What the exercise asks:
State how many lines of the data below contain the string "ceiling", counting only matches in the same case. Give the number alone.

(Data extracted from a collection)
::::::::
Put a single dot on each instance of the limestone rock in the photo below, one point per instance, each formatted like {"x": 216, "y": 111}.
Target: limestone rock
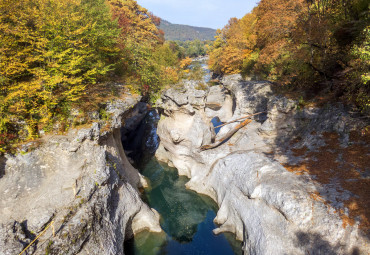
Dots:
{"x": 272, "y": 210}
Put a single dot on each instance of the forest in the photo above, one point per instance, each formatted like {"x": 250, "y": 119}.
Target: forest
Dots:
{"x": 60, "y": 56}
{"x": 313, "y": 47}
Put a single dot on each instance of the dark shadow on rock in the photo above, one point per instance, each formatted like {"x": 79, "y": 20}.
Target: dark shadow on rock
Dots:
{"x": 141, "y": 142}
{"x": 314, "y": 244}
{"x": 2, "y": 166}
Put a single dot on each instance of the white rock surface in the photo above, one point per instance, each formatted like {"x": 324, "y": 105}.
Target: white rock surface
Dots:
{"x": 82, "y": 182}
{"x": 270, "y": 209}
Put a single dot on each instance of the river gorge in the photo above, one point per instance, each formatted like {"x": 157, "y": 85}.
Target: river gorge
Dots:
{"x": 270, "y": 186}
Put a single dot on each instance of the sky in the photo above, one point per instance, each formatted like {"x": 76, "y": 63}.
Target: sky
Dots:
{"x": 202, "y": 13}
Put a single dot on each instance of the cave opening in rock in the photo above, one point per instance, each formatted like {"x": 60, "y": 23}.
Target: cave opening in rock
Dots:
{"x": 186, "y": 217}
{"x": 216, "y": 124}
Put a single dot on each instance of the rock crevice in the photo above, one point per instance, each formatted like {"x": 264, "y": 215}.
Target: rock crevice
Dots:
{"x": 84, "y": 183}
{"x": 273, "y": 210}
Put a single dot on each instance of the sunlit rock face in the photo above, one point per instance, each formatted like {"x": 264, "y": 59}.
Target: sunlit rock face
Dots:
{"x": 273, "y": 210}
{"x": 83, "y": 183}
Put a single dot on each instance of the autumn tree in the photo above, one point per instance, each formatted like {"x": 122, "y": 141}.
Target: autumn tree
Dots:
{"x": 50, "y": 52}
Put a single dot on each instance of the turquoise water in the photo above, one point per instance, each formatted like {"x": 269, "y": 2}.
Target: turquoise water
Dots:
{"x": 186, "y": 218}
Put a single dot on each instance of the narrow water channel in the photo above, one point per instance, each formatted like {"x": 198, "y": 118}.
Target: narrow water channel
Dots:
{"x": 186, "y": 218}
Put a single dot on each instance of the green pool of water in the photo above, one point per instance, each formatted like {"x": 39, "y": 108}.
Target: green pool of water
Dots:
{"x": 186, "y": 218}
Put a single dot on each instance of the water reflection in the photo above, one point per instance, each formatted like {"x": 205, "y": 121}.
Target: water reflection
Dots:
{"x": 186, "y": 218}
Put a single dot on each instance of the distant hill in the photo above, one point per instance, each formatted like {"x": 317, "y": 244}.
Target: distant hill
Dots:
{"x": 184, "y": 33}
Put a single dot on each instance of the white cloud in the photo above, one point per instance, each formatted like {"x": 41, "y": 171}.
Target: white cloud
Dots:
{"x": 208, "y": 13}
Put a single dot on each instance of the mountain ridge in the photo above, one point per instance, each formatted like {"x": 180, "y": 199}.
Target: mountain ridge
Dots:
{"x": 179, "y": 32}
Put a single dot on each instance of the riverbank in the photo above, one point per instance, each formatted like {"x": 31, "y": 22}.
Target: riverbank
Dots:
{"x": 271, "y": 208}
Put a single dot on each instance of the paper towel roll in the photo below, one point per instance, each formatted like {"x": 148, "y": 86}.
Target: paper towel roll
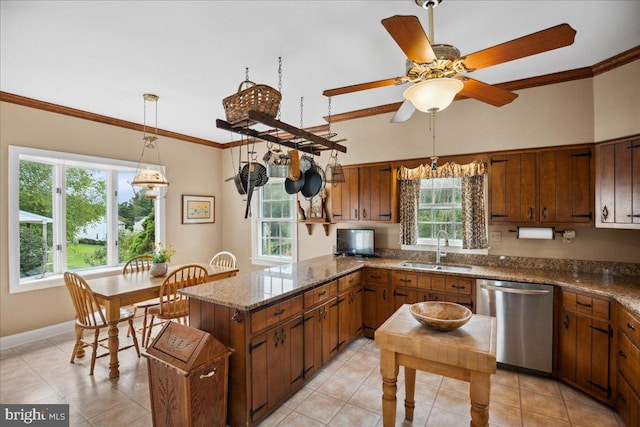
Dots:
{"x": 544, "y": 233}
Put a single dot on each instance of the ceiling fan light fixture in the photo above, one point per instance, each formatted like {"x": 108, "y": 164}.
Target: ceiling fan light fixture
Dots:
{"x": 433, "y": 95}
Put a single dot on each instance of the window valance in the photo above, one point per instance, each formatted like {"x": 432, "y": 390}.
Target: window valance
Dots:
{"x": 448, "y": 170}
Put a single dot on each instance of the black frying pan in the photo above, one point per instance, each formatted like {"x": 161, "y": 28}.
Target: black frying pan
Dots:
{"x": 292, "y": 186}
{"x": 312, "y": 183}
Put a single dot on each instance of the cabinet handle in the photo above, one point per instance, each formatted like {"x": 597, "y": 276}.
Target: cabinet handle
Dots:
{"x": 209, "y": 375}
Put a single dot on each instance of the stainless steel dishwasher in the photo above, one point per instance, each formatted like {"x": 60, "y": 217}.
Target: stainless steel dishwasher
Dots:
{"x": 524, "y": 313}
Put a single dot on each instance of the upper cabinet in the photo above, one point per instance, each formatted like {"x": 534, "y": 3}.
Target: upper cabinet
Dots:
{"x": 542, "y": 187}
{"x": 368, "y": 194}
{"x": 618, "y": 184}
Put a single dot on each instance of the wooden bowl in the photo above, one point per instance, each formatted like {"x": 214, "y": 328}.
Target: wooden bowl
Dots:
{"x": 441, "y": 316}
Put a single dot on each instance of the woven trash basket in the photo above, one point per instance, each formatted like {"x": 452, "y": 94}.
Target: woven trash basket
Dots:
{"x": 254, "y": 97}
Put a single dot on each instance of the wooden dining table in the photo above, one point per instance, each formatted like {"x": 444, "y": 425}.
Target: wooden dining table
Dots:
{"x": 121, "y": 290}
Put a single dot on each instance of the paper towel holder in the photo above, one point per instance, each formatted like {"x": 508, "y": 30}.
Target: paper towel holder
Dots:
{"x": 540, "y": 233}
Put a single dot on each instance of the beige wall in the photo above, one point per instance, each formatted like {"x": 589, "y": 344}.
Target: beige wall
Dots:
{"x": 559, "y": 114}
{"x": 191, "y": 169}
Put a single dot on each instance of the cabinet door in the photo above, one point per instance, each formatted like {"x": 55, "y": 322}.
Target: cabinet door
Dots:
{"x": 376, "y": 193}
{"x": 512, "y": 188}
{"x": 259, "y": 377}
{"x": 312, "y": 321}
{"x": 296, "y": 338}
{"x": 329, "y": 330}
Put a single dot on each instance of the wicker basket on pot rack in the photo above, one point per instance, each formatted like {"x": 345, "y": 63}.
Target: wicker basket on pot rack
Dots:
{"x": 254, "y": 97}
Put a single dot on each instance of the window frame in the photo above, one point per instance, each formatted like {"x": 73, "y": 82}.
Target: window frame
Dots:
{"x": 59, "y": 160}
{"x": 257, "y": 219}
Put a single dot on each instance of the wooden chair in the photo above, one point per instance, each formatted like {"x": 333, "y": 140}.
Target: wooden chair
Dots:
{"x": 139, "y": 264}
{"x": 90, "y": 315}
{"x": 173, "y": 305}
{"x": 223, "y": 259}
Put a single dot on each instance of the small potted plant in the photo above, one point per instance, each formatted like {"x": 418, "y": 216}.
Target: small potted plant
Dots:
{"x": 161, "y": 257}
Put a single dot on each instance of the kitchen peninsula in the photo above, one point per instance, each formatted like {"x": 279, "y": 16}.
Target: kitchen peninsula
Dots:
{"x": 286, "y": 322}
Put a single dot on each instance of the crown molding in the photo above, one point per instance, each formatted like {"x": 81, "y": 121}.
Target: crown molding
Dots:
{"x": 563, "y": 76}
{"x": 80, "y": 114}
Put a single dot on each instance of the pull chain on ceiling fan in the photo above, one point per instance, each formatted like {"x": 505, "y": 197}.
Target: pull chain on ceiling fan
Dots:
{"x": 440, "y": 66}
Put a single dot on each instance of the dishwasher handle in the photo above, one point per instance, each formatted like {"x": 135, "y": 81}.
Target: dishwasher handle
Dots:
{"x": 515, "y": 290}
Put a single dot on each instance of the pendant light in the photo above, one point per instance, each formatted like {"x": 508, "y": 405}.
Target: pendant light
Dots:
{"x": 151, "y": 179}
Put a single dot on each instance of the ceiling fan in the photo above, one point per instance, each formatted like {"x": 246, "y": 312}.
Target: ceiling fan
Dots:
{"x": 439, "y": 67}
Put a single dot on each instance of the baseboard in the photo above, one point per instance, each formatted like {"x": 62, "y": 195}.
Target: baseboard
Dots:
::::::::
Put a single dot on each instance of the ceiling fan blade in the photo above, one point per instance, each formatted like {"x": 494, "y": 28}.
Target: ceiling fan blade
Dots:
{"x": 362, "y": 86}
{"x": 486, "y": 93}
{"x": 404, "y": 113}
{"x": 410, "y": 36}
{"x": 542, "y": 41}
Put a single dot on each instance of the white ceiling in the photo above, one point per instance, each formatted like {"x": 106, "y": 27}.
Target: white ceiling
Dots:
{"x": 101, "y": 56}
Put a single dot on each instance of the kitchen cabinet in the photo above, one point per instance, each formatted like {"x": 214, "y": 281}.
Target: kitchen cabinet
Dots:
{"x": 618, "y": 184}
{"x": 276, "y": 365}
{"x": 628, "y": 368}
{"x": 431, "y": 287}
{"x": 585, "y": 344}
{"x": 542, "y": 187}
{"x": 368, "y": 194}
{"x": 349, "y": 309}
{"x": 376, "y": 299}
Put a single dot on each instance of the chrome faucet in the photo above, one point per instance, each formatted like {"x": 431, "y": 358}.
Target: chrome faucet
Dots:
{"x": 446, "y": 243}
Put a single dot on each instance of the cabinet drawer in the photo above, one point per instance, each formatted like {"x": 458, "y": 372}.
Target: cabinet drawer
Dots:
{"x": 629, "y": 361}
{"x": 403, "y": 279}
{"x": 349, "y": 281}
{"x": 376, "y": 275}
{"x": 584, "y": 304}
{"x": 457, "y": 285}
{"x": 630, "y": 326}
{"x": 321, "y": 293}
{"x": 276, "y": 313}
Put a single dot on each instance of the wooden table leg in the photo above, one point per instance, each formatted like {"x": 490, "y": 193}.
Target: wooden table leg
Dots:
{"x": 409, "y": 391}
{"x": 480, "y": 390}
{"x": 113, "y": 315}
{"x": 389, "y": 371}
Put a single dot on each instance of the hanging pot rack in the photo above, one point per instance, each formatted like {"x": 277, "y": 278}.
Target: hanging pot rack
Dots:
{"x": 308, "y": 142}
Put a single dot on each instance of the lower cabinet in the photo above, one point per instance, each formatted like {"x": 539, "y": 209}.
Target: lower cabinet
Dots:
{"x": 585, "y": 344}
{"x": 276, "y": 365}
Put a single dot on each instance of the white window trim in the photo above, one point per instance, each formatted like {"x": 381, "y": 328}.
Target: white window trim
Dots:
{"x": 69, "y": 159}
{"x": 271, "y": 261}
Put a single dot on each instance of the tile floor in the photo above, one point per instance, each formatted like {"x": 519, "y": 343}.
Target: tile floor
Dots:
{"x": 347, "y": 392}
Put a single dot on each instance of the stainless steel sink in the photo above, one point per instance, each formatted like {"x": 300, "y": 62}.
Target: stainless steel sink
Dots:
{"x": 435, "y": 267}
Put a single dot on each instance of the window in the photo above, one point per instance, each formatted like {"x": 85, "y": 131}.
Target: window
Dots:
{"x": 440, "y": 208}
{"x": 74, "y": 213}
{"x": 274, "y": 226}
::::::::
Task result:
10